- [INSTRUÇÕES DA TAREFA]:
Reescreva como tabela Markdown, com as colunas Nº e Texto, as linhas dos registros que começam na linha que contém "Locate the dark" e vão até a linha que contém "[0, 0, 1197, 800]", inclusive. Numere cada linha, deixe de fora as linhas em branco e não inclua as imagens na resposta.

- [DADOS DO EXERCÍCIO]:
○ ○ ○ ○ ○ ○ ○

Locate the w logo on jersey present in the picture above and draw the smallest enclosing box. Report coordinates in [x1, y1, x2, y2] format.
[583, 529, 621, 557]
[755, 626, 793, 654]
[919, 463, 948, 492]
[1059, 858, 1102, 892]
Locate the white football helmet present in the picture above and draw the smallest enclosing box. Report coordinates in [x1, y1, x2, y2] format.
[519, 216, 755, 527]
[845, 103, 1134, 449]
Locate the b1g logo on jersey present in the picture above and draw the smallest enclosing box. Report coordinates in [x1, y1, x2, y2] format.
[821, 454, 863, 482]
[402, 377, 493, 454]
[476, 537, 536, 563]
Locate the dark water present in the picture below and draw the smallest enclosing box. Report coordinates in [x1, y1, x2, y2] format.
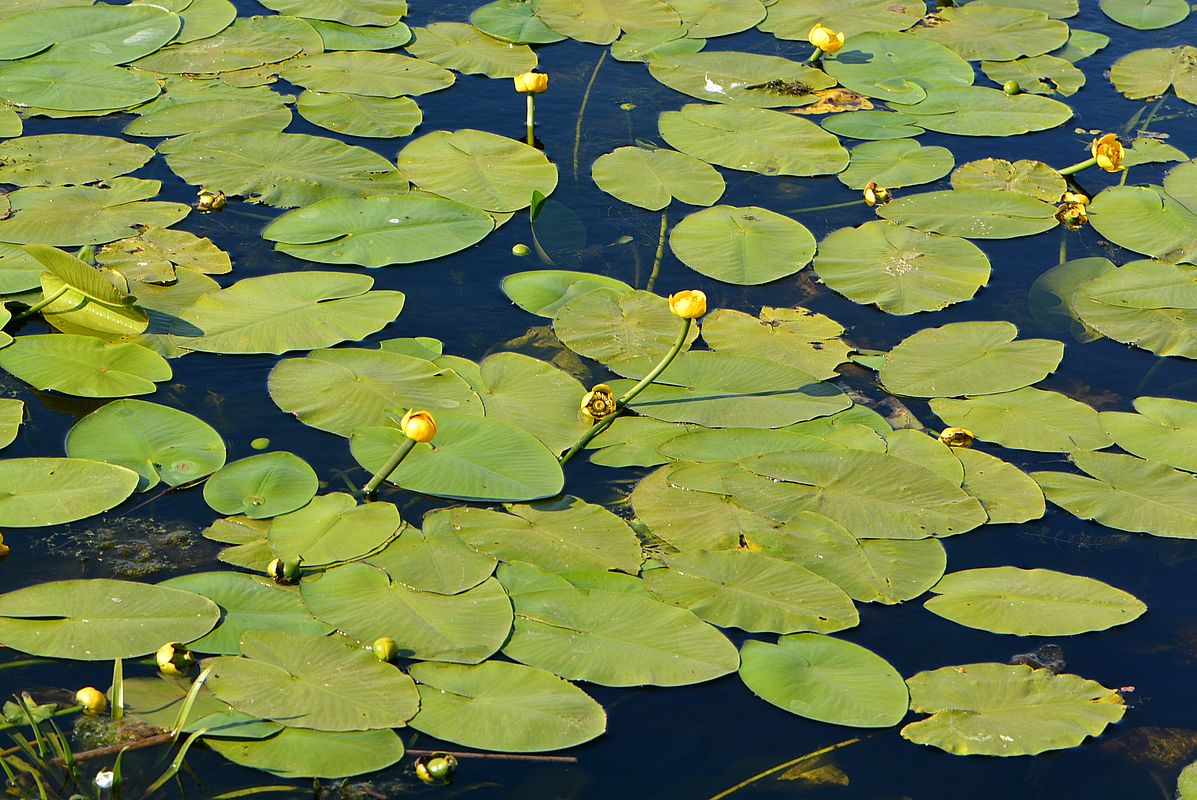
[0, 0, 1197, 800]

○ ○ ○ ○ ○ ○ ○

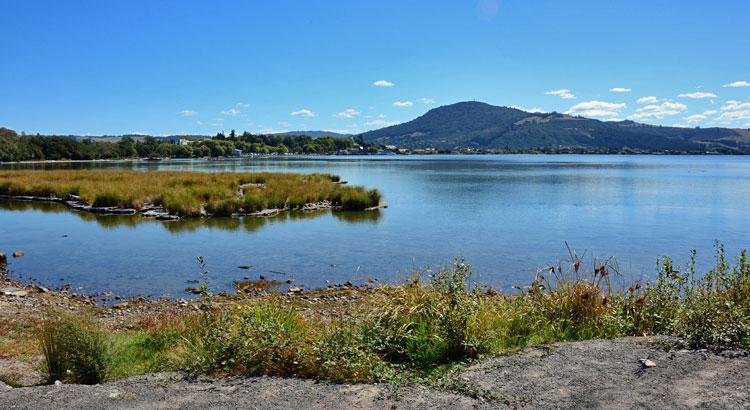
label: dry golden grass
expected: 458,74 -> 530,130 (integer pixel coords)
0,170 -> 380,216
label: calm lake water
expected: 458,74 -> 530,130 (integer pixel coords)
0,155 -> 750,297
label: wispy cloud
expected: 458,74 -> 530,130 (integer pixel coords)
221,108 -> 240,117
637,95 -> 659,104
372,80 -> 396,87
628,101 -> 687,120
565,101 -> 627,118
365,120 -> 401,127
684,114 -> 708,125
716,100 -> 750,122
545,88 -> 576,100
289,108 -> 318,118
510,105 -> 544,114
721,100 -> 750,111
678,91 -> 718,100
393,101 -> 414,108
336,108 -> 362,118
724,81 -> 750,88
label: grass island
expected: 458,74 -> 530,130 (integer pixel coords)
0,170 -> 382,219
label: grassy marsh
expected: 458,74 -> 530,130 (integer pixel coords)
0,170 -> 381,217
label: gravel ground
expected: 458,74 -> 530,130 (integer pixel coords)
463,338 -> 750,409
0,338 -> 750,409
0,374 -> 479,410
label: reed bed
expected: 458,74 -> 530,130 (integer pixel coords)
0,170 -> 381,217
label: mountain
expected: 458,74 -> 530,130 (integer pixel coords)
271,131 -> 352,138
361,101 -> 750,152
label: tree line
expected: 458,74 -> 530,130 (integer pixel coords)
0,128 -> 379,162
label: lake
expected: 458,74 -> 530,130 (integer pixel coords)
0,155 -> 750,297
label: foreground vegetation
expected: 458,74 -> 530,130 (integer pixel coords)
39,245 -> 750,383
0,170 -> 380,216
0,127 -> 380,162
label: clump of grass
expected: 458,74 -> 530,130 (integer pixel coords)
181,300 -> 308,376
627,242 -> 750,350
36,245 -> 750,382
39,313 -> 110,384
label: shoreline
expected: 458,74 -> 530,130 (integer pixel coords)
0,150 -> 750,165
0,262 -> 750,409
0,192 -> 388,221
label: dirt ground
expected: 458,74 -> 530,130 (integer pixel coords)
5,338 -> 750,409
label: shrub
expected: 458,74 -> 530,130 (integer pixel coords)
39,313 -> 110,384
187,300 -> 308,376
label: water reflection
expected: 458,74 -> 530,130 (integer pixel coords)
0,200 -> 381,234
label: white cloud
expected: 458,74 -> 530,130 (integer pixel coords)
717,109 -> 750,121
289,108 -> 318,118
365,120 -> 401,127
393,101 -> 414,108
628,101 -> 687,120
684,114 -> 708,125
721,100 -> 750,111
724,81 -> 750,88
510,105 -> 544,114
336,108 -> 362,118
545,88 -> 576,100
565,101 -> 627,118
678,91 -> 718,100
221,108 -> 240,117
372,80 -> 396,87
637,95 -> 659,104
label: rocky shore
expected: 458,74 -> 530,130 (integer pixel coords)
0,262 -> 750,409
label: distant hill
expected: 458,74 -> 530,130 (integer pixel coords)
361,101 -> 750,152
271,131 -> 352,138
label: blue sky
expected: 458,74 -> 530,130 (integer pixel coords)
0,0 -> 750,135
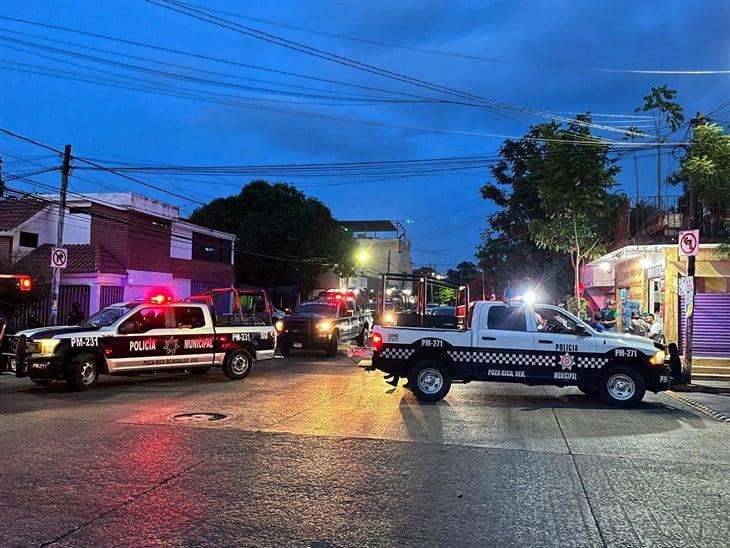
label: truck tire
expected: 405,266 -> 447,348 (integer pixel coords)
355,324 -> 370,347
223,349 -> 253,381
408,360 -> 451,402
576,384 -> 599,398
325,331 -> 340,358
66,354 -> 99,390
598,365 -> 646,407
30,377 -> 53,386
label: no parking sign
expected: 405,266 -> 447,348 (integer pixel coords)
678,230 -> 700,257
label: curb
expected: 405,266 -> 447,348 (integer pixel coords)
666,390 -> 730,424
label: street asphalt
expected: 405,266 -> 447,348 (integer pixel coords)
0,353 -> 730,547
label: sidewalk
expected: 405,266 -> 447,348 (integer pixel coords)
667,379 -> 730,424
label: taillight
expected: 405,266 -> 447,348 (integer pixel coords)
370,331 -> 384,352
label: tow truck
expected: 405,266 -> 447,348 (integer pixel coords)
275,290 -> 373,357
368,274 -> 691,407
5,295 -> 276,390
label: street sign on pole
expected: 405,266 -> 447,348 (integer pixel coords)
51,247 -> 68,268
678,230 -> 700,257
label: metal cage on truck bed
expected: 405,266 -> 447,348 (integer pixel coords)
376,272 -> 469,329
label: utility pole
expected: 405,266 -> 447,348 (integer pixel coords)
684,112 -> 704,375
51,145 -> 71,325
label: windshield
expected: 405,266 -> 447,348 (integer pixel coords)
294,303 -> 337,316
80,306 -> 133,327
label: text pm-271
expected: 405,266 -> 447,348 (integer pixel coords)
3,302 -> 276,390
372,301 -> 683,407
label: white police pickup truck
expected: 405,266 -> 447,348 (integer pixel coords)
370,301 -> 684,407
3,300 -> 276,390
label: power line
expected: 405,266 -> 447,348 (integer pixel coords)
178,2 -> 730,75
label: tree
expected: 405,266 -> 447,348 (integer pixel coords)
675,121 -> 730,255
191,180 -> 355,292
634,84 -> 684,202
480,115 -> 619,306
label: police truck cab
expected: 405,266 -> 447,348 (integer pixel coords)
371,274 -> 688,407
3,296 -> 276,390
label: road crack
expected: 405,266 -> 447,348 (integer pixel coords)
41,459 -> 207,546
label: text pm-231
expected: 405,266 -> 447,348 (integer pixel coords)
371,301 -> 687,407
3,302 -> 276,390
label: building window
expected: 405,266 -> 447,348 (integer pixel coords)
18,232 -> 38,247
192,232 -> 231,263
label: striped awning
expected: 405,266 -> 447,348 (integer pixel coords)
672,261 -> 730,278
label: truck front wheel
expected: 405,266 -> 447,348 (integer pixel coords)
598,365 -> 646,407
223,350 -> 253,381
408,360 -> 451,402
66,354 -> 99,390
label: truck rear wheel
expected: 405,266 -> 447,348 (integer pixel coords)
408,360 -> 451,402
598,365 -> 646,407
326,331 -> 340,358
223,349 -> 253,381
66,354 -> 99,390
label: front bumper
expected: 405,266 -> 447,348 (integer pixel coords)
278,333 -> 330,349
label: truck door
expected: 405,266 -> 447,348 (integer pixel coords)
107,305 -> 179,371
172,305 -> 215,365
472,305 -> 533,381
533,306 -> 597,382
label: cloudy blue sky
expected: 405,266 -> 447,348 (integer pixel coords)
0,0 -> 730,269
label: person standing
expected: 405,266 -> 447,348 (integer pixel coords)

○ ○ ○ ○ ○ ○ ○

- [RESPOSTA ESPERADA]:
| Nº | Texto |
|---|---|
| 1 | Locate the dark water present in the picture below and draw the smallest enclosing box. Report coordinates in [x1, y1, x2, y2] format. |
| 2 | [0, 0, 1197, 800] |